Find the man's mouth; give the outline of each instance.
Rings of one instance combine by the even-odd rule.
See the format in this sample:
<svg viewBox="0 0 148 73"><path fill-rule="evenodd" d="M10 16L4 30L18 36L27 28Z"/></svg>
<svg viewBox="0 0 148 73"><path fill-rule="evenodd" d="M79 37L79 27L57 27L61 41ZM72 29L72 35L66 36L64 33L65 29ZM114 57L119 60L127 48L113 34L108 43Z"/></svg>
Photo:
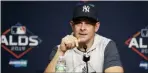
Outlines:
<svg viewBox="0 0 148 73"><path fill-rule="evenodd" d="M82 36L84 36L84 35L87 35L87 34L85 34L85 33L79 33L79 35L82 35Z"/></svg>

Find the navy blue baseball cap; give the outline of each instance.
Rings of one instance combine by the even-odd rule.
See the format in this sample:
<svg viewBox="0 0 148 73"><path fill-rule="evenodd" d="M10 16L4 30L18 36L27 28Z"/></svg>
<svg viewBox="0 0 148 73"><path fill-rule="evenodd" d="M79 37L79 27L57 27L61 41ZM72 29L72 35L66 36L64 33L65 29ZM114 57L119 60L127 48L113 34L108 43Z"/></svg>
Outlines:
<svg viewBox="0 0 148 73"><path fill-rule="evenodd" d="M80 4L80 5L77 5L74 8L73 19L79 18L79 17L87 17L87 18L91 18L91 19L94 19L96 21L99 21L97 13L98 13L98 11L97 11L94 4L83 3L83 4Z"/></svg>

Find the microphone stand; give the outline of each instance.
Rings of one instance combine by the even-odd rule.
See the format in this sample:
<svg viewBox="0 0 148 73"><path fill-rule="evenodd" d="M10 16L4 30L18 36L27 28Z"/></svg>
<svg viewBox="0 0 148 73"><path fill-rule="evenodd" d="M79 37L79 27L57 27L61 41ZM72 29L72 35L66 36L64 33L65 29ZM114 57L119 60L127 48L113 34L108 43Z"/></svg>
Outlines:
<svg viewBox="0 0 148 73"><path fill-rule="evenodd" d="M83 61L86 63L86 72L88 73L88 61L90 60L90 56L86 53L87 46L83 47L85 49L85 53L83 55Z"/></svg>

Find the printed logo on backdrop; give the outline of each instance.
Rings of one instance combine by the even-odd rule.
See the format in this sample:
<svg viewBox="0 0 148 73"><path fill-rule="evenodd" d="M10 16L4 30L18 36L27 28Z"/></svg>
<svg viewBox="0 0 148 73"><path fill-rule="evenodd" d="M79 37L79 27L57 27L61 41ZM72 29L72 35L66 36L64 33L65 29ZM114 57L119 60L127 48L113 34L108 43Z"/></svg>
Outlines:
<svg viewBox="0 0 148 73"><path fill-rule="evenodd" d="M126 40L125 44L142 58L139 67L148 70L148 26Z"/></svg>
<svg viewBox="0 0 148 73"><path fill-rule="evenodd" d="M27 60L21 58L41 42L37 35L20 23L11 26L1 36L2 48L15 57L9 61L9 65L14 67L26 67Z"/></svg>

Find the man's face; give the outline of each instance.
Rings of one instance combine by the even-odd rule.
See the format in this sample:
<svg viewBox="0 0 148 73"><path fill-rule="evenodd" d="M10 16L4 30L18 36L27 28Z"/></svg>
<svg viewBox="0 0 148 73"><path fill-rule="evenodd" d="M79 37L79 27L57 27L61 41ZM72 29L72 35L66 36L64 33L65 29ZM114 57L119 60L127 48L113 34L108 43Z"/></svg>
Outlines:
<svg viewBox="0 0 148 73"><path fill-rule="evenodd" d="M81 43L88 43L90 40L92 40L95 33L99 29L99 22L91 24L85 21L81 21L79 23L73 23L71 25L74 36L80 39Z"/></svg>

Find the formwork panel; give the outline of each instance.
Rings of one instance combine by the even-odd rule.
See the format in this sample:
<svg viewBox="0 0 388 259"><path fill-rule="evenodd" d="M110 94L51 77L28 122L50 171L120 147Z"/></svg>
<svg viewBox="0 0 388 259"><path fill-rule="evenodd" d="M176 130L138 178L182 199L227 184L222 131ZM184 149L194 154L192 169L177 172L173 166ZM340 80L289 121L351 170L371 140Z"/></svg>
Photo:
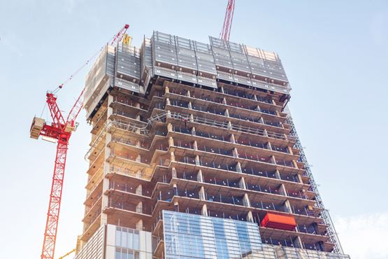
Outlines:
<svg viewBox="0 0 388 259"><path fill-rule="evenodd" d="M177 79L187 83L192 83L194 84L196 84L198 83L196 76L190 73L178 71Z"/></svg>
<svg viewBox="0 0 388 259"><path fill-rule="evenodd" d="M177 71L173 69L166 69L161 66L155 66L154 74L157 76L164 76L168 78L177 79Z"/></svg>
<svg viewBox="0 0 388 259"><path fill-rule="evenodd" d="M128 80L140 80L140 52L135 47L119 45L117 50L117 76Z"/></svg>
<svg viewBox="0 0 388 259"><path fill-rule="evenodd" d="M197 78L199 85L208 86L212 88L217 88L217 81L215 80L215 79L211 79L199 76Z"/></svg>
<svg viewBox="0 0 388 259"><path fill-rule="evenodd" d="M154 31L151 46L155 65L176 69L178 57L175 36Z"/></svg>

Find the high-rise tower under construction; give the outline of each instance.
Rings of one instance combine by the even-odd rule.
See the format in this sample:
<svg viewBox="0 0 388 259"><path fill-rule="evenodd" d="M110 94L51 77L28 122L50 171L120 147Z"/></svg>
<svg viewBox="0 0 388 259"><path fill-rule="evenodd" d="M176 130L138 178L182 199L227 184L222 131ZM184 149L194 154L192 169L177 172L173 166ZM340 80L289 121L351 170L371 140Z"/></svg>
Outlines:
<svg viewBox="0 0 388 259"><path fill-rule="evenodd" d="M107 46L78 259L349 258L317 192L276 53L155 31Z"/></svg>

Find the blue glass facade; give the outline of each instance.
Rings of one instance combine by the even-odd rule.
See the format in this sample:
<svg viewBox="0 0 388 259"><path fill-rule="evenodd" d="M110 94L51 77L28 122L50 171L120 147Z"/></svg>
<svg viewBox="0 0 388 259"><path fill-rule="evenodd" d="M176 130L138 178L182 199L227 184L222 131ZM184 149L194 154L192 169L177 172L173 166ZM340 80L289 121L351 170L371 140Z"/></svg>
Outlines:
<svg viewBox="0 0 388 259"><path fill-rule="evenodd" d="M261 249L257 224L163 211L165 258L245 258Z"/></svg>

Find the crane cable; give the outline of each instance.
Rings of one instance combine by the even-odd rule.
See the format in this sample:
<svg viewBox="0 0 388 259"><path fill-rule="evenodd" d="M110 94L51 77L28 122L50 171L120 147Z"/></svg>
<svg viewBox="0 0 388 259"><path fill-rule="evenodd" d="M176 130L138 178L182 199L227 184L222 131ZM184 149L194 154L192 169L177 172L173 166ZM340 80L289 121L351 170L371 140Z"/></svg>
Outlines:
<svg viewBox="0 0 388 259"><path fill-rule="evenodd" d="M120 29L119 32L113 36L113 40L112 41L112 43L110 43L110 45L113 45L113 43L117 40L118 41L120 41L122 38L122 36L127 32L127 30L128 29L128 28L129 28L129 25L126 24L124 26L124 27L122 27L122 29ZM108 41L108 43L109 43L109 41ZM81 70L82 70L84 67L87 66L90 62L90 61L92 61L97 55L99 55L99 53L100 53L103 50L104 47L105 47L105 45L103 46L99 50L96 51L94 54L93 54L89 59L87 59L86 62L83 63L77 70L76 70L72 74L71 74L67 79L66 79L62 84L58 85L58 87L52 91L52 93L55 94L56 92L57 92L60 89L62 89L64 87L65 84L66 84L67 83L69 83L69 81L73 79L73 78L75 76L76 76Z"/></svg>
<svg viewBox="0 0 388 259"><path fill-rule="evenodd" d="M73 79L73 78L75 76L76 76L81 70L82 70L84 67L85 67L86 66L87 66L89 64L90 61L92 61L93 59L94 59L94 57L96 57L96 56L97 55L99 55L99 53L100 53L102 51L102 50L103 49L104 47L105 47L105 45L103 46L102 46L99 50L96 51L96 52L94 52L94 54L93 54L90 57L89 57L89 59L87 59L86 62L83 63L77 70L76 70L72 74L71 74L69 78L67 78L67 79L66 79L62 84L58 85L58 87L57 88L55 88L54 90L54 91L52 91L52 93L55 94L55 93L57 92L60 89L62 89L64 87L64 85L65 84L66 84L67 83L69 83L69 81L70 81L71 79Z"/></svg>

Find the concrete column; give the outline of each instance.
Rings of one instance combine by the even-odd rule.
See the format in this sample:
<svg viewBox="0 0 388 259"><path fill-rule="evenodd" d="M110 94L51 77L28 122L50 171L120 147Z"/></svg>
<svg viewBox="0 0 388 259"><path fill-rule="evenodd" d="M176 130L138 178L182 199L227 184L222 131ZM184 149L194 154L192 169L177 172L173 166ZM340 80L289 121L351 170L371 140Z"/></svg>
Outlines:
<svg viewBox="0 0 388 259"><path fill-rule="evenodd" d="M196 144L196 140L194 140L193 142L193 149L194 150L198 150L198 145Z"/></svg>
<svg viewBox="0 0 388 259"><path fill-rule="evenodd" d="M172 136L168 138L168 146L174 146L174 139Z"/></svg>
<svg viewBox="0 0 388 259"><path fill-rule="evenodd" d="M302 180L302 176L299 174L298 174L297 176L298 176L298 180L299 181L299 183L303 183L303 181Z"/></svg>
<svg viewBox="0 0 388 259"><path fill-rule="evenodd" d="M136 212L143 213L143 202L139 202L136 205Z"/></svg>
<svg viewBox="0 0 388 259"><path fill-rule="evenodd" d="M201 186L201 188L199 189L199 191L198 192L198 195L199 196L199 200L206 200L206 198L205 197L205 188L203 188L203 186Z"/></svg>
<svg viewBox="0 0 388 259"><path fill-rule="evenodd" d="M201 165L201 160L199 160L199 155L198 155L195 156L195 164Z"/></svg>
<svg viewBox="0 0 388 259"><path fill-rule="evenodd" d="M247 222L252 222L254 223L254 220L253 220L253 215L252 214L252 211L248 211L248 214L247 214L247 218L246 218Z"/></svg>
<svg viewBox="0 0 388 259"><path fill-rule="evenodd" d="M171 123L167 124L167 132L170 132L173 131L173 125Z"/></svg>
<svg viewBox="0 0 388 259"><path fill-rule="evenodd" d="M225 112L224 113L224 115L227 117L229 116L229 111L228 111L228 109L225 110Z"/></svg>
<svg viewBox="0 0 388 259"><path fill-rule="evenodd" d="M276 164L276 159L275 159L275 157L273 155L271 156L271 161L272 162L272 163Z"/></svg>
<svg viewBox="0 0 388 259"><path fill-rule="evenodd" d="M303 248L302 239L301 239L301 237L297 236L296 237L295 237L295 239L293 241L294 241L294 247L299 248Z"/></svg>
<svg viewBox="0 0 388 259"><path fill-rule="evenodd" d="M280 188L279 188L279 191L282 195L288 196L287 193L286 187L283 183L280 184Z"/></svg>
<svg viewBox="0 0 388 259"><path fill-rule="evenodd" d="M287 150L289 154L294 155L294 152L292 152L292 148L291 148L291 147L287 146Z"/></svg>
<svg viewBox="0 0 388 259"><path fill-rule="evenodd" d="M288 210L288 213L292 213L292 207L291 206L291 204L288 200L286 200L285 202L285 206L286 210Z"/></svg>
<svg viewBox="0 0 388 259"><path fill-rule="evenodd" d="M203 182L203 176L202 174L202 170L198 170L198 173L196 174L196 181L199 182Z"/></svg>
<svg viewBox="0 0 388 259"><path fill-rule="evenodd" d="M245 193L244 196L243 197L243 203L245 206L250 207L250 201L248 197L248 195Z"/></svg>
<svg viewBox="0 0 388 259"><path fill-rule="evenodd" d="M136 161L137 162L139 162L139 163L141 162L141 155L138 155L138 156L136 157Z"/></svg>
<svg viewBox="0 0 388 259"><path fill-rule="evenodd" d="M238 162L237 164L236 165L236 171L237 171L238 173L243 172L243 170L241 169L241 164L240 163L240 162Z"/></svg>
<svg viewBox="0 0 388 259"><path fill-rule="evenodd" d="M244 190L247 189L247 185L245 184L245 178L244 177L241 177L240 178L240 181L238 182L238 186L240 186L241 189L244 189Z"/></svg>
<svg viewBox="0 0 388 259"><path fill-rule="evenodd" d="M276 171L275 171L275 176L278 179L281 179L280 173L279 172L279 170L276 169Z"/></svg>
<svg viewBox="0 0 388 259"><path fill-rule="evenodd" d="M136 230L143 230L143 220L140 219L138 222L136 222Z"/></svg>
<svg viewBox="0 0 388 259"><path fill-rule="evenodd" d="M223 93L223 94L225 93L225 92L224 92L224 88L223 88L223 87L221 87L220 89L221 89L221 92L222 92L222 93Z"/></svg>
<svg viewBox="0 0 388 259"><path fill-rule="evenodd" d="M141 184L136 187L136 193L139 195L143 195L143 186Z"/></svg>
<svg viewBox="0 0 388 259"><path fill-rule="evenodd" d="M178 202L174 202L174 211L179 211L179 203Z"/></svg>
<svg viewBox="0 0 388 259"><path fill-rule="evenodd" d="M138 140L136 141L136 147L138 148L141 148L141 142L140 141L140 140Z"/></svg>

• [INSTRUCTIONS FOR THE TASK] Can you give the records above, starting at their first line and ending at the line that contains "61L86 63L86 72L88", as a JSON list of strings with one string per line, omitting blank lines and leaving out the pictures?

• [RESPONSE]
[
  "Find the man's mouth; give the outline of each instance.",
  "Rings of one instance combine by the even-odd rule.",
  "See the format in this sample:",
  "<svg viewBox=\"0 0 148 73\"><path fill-rule=\"evenodd\" d=\"M10 16L4 30L18 36L27 28Z\"/></svg>",
  "<svg viewBox=\"0 0 148 73\"><path fill-rule=\"evenodd\" d=\"M79 37L79 27L57 27L61 41ZM72 29L72 35L66 36L64 33L65 29ZM114 57L119 60L127 48L113 34L108 43Z\"/></svg>",
  "Photo:",
  "Outlines:",
  "<svg viewBox=\"0 0 148 73\"><path fill-rule=\"evenodd\" d=\"M82 36L84 36L84 35L87 35L87 34L85 34L85 33L79 33L79 35L82 35Z\"/></svg>",
  "Find the navy blue baseball cap; give the outline of each instance.",
  "Rings of one instance combine by the even-odd rule.",
  "See the format in this sample:",
  "<svg viewBox=\"0 0 148 73\"><path fill-rule=\"evenodd\" d=\"M10 16L4 30L18 36L27 28Z\"/></svg>",
  "<svg viewBox=\"0 0 148 73\"><path fill-rule=\"evenodd\" d=\"M79 37L79 27L57 27L61 41ZM72 29L72 35L66 36L64 33L65 29ZM114 57L119 60L127 48L113 34L108 43Z\"/></svg>",
  "Outlines:",
  "<svg viewBox=\"0 0 148 73\"><path fill-rule=\"evenodd\" d=\"M80 4L80 5L77 5L74 8L73 19L79 18L79 17L87 17L87 18L91 18L91 19L94 19L96 21L99 21L97 13L98 13L98 11L97 11L94 4L83 3L83 4Z\"/></svg>",
  "Find the microphone stand; give the outline of each instance.",
  "Rings of one instance combine by the even-odd rule.",
  "See the format in this sample:",
  "<svg viewBox=\"0 0 148 73\"><path fill-rule=\"evenodd\" d=\"M10 16L4 30L18 36L27 28Z\"/></svg>",
  "<svg viewBox=\"0 0 148 73\"><path fill-rule=\"evenodd\" d=\"M79 37L79 27L57 27L61 41ZM72 29L72 35L66 36L64 33L65 29ZM114 57L119 60L127 48L113 34L108 43Z\"/></svg>",
  "Outlines:",
  "<svg viewBox=\"0 0 148 73\"><path fill-rule=\"evenodd\" d=\"M83 61L86 63L86 72L88 73L88 61L90 60L90 56L86 53L87 46L83 47L85 49L85 53L83 55Z\"/></svg>"
]